>> BEGIN Excerpt
Systematic Gaming

August 19, 2008

Memory Management: Design

Filed under: game programming, memory management — Tags: , , — systematicgaming @ 12:29 pm

We’ve reviewed the different types of memory in part one and looked at issues specific to consoles in part two. Now we’re ready to start designing our own memory manager. Lets review our requirements:

  • Our memory manager must be fast and efficient. We don’t want to waste CPU cycles or extra bytes of RAM managing memory.
  • We need to allow memory to be allocated with arbitrary alignment.
  • We need to support managing multiple physical memory heaps as well as the ability to support both internal and external heap managers.

These are the main requirements we have above and beyond the basic functionality of allocating and releasing memory.

The Allocator

As a starting point let’s create a simple interface we can use as a starting point to build our memory manager from. Lets go back to the basics of memory allocation, we have two basic operations Allocate and Free. With that we simply define an abstract interface

class IAllocator
{
public:
   IAllocator() {}
   virtual ~IAllocator() {}

   virtual void * Alloc(size_t size) = 0;
   virtual void Free(void *ptr) = 0;
};

From this simple interface we can start designing a better memory manager.

Fast and Efficient

I’ve mentioned more than once that general heap allocation isn’t very good. Using a list of blocks means we have to search this list each time we allocate or free memory. Also because our list is embedded in the memory blocks we manage it’s very spread out in memory, this means we cause many cache misses traversing this list. Cache misses are very costly on modern CPUs. Block based heap management also has overhead – a few bytes to memory used to manage each block. Let’s look at some faster and more efficient ways of managing memory.
>> END Excerpt
>> BEGIN Extracted records
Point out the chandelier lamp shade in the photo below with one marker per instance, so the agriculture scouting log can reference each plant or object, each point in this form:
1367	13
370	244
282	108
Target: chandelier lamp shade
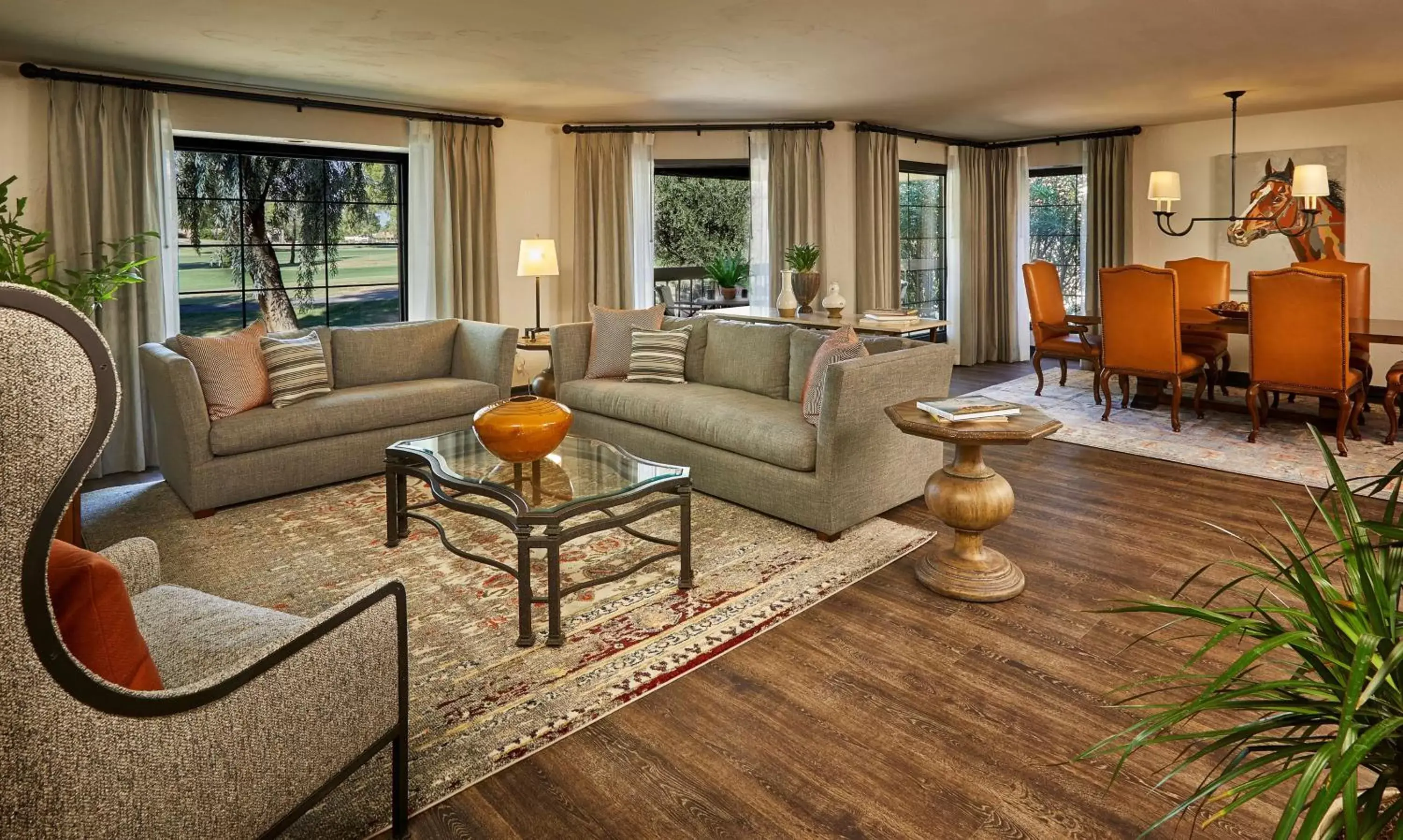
538	260
1309	183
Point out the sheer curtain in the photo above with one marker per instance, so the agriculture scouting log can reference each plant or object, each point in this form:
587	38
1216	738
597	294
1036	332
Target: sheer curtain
640	221
761	290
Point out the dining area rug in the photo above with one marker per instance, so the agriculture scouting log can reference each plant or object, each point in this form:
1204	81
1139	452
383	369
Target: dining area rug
1284	449
477	702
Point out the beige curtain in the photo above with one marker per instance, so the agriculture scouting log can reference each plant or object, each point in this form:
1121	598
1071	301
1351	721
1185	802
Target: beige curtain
465	222
988	243
1107	211
604	247
106	186
796	196
879	257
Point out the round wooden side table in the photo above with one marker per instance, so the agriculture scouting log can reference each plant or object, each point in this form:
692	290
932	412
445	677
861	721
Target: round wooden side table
971	498
543	385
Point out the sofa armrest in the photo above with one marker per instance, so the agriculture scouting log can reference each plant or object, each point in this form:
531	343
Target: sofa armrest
855	436
139	563
486	353
570	350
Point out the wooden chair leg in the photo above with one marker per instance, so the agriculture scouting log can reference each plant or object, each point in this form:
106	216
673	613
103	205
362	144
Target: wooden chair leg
1253	396
1173	405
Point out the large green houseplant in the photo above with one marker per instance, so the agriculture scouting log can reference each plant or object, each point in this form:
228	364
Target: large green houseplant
1315	640
23	260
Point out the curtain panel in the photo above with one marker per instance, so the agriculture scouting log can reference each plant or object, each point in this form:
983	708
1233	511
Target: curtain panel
604	239
796	196
107	181
1107	166
879	243
988	260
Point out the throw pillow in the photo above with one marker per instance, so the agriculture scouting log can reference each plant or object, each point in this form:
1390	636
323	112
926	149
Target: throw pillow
231	369
297	368
96	619
839	347
611	339
660	355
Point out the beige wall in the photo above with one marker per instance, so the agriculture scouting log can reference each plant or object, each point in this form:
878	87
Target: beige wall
1373	181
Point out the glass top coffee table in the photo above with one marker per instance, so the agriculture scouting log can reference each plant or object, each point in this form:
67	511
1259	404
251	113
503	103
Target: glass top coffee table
535	501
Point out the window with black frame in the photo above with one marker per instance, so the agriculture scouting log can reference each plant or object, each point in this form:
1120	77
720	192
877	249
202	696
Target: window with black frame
922	238
289	233
1057	197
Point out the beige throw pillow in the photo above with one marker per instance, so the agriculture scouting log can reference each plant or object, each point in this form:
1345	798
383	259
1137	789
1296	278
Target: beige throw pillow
611	340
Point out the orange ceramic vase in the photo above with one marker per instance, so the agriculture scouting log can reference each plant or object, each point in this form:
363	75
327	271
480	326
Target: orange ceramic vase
522	428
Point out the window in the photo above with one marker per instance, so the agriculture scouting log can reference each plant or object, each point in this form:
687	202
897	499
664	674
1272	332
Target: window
1056	201
701	211
297	231
922	211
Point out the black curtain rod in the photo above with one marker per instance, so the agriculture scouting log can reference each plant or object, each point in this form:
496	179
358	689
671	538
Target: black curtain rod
883	130
299	103
698	128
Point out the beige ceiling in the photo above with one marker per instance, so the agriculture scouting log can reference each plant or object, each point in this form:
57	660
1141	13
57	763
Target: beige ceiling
990	69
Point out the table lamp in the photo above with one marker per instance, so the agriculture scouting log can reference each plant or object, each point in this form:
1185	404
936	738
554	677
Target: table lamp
538	260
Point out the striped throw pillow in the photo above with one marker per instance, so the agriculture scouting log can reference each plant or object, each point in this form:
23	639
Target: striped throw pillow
839	347
658	355
611	339
229	368
297	368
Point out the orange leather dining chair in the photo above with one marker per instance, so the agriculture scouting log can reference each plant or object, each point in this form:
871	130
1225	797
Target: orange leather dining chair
1204	284
1141	334
1300	337
1357	277
1053	336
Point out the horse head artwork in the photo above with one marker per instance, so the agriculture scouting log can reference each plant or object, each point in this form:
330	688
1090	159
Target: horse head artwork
1270	211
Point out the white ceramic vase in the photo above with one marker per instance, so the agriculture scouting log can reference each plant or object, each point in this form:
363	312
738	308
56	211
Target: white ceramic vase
786	302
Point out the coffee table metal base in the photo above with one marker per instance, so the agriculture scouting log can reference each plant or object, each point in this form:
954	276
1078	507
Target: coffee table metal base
542	530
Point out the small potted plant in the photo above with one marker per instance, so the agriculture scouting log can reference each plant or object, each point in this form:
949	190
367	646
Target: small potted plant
1309	703
727	273
807	282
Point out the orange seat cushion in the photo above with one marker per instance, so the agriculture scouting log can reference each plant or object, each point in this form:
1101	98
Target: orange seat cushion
96	619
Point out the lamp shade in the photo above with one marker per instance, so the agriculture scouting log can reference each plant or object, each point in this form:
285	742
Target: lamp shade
538	260
1164	187
1309	180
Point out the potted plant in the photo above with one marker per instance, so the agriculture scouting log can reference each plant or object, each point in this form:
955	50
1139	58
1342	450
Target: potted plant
114	267
729	273
802	261
1312	700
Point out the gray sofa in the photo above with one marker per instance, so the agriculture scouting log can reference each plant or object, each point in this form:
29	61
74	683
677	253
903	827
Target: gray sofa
389	382
737	420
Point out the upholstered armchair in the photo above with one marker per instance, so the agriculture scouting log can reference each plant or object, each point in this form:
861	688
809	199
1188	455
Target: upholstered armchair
1300	340
1141	336
1204	284
261	713
1056	334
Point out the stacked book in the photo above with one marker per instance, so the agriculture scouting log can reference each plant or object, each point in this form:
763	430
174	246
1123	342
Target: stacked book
969	410
891	316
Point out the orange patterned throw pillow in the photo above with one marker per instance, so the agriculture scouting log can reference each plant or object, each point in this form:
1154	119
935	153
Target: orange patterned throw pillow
839	347
231	369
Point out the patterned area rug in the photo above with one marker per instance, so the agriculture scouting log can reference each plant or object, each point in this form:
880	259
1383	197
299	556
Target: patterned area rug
1284	449
479	703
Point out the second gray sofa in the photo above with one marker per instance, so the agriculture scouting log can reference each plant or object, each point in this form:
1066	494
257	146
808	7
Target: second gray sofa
391	382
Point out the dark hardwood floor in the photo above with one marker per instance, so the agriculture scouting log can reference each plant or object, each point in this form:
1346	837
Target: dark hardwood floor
889	711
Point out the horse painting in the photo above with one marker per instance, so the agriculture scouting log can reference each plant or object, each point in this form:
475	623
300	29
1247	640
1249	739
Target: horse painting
1270	208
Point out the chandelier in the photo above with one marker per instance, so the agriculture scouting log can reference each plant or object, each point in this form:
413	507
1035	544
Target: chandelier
1309	183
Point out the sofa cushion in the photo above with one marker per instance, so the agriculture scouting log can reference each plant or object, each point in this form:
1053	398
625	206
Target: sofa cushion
195	636
392	353
748	357
346	412
696	346
737	421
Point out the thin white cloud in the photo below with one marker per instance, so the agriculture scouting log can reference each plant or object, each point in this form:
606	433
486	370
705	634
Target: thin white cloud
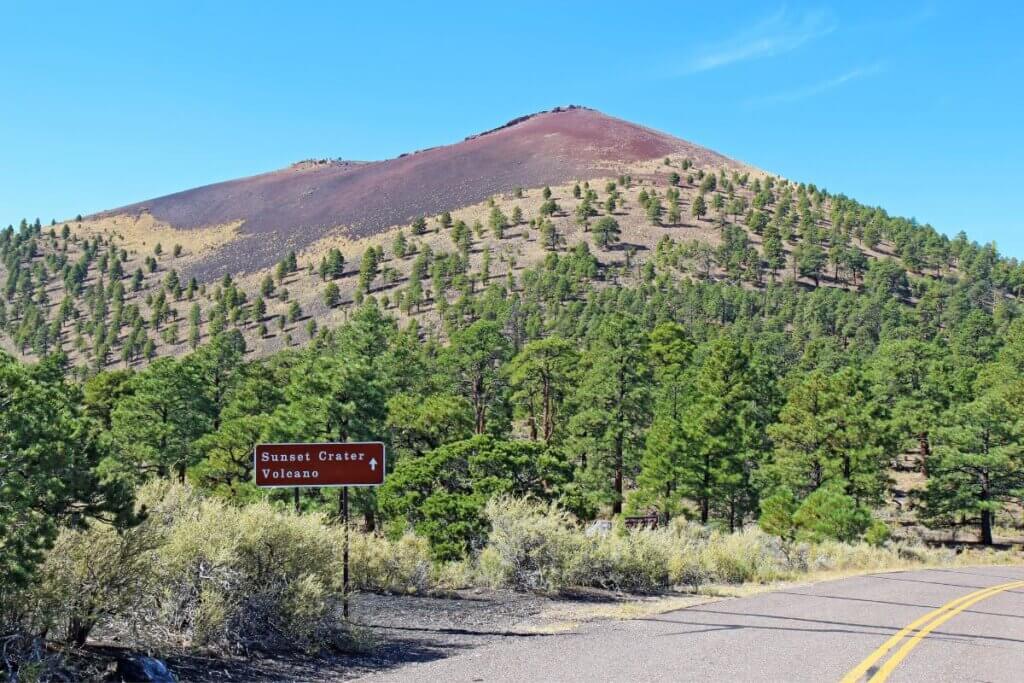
806	91
772	36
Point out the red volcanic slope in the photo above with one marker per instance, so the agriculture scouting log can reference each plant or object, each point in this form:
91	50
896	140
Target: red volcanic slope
294	207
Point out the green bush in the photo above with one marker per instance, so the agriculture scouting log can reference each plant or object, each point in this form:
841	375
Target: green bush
531	546
828	513
252	577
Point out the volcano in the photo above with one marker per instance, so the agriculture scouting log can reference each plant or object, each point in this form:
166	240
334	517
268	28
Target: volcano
294	207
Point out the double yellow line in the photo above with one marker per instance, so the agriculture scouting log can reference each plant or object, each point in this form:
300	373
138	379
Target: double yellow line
923	626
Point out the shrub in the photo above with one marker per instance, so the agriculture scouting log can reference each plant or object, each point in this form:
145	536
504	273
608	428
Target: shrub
395	566
252	577
827	513
531	546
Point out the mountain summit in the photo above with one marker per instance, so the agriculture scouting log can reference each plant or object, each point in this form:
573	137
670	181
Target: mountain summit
294	207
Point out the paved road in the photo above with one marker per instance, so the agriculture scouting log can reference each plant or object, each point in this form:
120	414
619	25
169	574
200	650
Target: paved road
813	633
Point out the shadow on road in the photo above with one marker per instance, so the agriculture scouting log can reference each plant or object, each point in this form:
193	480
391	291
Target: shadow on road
850	628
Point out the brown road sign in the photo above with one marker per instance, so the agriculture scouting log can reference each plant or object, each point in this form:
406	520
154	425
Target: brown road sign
320	464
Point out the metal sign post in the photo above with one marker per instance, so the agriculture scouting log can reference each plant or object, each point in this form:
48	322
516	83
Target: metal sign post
324	465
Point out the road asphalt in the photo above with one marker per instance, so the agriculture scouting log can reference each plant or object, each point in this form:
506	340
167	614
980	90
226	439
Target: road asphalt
819	632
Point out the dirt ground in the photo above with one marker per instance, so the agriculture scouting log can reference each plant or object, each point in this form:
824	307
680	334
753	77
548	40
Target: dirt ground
391	631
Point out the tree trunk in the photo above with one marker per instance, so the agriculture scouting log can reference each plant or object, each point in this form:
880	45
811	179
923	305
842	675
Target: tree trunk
986	527
616	507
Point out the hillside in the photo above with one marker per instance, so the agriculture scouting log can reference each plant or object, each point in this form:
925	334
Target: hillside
295	207
97	289
778	378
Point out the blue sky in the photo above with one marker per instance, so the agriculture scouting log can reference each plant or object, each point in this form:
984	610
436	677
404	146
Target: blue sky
913	107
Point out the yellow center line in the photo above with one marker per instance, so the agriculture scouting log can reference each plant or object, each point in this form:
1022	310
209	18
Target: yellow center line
901	653
860	670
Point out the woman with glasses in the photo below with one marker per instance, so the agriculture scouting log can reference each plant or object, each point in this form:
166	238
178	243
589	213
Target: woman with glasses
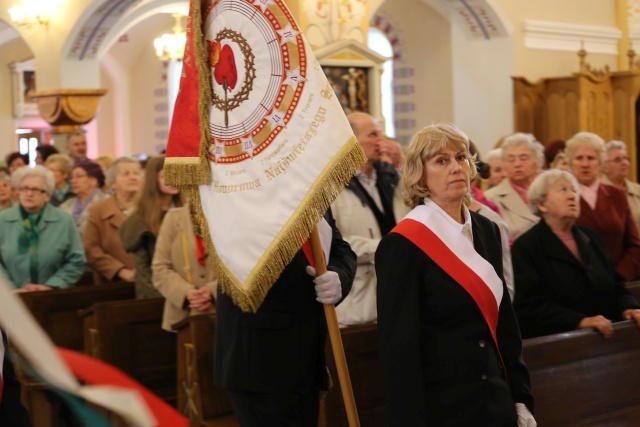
604	207
616	170
6	192
40	248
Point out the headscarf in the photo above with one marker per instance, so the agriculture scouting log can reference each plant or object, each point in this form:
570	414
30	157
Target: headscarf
28	240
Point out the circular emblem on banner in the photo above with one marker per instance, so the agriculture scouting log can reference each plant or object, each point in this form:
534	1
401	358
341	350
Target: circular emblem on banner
258	68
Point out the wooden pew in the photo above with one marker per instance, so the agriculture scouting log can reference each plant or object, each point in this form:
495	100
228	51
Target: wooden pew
198	399
127	334
363	360
57	311
581	379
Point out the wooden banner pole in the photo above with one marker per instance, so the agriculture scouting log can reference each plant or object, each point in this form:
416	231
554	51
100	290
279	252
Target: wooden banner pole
334	336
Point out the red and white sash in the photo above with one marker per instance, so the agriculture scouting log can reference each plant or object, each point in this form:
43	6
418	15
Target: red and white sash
429	229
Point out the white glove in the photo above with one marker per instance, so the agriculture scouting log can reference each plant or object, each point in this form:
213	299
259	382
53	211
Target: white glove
328	288
525	419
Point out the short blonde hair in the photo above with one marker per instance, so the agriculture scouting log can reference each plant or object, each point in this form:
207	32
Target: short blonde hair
38	171
425	145
539	188
518	139
585	139
63	162
112	171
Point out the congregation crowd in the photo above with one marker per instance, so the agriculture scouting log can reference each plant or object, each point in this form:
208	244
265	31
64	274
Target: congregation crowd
553	232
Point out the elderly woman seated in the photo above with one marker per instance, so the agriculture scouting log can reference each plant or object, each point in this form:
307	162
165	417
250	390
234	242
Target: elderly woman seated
523	159
105	251
565	278
40	248
604	207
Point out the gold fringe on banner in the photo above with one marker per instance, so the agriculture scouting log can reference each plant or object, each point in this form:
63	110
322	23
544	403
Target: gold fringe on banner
285	246
191	170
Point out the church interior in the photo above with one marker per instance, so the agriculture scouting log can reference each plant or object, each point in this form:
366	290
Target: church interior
491	67
446	60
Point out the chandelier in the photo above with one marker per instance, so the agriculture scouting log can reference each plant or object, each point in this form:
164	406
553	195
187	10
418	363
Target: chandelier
170	47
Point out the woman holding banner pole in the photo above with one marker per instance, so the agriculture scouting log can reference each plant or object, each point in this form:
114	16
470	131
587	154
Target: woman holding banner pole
449	341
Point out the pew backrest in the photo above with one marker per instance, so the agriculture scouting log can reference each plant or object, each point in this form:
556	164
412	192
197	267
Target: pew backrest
128	335
198	398
579	378
56	311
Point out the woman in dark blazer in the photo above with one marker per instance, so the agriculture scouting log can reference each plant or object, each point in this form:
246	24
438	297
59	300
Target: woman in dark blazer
272	361
449	341
565	278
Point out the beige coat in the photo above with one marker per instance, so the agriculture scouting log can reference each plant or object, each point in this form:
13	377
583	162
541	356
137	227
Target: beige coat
168	266
515	212
101	240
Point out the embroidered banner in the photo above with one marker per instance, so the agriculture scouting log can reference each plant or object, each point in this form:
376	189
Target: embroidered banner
258	142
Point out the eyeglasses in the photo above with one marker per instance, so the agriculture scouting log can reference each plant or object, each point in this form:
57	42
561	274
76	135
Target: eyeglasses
619	159
31	190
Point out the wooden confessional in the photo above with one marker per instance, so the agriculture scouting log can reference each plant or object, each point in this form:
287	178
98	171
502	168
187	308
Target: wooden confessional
598	101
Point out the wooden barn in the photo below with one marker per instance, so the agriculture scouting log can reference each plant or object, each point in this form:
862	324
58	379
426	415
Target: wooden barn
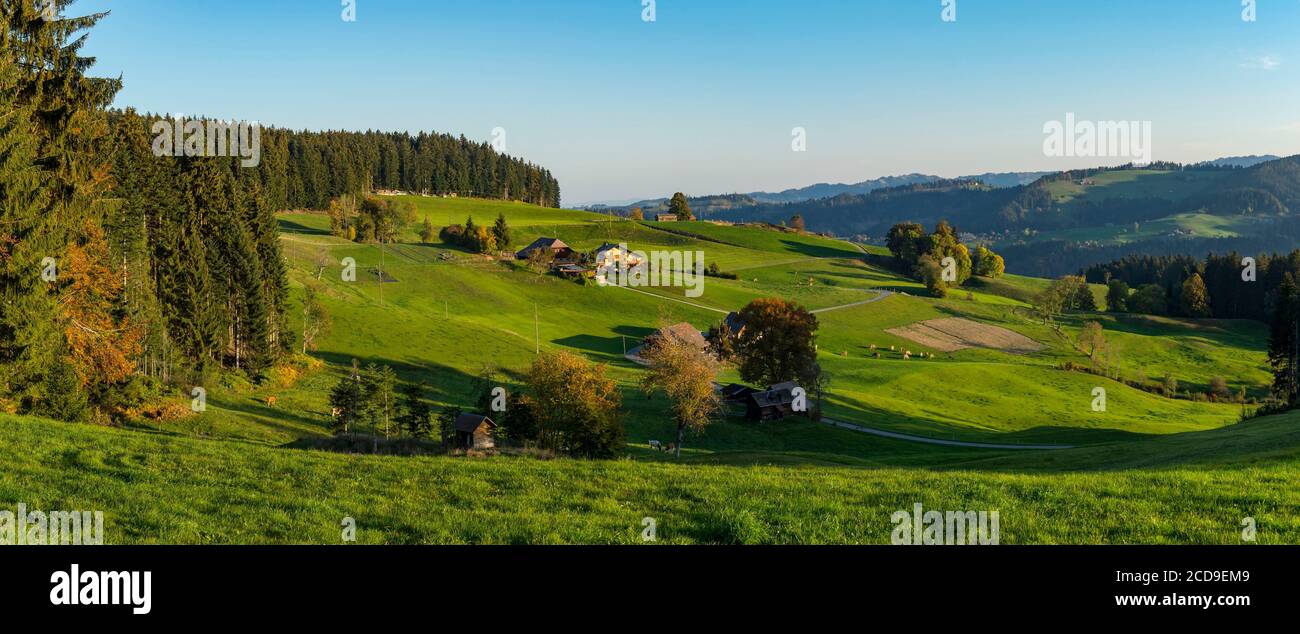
554	244
776	403
736	393
475	431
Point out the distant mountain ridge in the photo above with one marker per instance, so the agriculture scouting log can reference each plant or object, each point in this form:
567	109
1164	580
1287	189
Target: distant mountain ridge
709	204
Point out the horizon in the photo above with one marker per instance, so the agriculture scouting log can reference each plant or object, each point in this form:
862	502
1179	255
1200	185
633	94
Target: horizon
706	99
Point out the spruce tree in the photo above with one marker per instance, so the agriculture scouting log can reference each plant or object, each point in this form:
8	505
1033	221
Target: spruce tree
1285	342
501	231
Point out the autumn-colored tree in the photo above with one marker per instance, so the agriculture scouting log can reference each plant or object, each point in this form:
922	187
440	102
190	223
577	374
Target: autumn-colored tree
680	207
988	264
316	320
932	276
427	231
778	343
99	344
576	405
1117	296
1195	299
687	374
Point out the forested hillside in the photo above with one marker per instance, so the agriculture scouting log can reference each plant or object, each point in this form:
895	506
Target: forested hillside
128	272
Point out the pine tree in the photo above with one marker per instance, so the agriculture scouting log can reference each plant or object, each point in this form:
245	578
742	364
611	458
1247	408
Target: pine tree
56	322
416	415
1195	299
501	231
347	400
1285	342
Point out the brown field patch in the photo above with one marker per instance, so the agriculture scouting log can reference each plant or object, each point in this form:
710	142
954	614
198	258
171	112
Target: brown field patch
952	334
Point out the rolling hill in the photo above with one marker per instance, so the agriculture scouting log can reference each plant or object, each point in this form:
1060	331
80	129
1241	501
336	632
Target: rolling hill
237	472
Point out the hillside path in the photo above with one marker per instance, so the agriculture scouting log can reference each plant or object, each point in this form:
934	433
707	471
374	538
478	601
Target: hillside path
939	441
671	299
882	294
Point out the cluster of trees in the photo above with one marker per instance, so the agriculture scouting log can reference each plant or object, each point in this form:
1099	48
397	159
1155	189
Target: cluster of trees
369	218
680	207
776	346
117	269
924	253
477	238
1220	286
306	169
568	405
1069	292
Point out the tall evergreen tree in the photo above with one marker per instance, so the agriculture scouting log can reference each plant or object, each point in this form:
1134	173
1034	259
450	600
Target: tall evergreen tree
1285	342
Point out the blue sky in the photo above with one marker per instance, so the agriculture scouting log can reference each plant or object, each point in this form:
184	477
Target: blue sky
705	98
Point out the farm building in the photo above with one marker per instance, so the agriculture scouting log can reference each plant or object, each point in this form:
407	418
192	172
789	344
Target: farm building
>> END Extracted records
**Problem requirements**
Answer these questions from the memory management post:
(a) Which two functions does the IAllocator interface declare as pure virtual?
(b) What kind of alignment must the memory manager allow allocations to have?
(c) Why does traversing the list of blocks cause many cache misses?

**Response to this task**
(a) Alloc and Free.
(b) Arbitrary alignment.
(c) The list is embedded in the memory blocks it manages, so it is very spread out in memory.